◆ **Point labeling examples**
»»
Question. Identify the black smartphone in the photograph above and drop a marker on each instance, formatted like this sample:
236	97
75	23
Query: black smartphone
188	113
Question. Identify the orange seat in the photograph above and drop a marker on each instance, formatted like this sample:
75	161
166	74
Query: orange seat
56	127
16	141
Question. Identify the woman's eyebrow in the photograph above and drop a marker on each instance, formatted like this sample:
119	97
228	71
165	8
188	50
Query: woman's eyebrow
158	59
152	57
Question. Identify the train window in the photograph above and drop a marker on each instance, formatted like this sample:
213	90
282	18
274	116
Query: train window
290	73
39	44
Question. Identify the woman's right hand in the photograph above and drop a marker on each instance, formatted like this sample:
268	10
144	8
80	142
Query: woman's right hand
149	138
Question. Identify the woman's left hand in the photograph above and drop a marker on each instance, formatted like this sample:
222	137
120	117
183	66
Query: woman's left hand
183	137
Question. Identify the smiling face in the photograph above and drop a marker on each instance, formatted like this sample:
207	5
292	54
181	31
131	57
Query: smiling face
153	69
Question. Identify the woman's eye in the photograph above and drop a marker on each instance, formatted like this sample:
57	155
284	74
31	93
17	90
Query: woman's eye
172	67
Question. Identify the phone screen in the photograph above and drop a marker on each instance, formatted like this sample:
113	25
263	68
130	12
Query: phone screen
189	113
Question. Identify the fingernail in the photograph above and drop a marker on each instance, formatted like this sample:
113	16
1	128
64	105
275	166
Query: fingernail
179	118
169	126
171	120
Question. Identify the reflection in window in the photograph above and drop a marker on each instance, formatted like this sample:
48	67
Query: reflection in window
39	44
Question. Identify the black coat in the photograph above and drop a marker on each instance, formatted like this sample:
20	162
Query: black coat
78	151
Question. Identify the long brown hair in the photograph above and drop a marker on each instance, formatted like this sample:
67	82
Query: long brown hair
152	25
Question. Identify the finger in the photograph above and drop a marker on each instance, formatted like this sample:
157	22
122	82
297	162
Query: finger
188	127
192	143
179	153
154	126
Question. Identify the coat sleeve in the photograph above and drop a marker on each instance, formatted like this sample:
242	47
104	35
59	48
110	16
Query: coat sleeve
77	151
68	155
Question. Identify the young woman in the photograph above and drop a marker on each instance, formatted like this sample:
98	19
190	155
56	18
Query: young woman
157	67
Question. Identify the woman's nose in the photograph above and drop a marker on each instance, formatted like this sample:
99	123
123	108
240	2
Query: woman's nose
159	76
««
◆ **Exercise description**
In the listing above, find the line containing "Question. Identify the woman's left", then reproduce it and each line after it through the end, exactly and with nothing added.

◆ **Finished task**
Question. Identify the woman's left hand in the photograph above and drop a marker on each instance, formatted like this sample:
222	137
120	117
183	66
Query: woman's left hand
183	137
Question. Identify the smiling face in the photograph above and drop a marker on each instance, formatted like this sample:
207	5
292	54
181	31
131	57
Query: smiling face
153	69
Question. Identify the woman's eye in the photograph above and drop a marker on each instance, formatted like this sample:
57	155
284	74
31	93
17	90
Query: woman's eye
172	67
Question. Identify the phone screen in the photograph above and drop a marker on each instance, formatted like this sample:
113	25
263	68
130	12
Query: phone screen
189	113
Question. Identify the fingernail in the photograph above and drop a marker on each instance, formatted like this sample:
113	16
1	128
64	105
275	166
Query: fingernail
179	118
169	126
171	120
Question. Identify the reflection in window in the photograph above and drop a marker on each instance, formatted like this sample:
48	67
Query: reflection in window
39	44
Question. Identify the black coat in the photograph above and drop a marker on each instance, formatted like this sample:
20	162
Query: black coat
78	151
Question. Identify the long brown hair in the photograph above and drop a marker on each instance, formatted like this sample:
67	82
Query: long brown hair
152	25
Question. Identify the finger in the photograph above and drop a marker on each instance, formatted like this sample:
157	22
122	82
297	162
Query: finger
188	127
192	143
179	153
154	126
Question. Identify the coat sleeve in the photograph above and drop a marker on each instance, formatted like this sample:
242	47
104	35
59	48
110	16
Query: coat sleeve
77	151
68	155
Question. Identify the young woman in the photograph above and drop a marker on each instance, formatted like this sample:
98	19
190	155
56	18
Query: young woman
157	67
Question. Identify the woman's nose in the photograph above and drop a marker on each instance, formatted like this sample:
99	123
123	108
240	2
Query: woman's nose
159	76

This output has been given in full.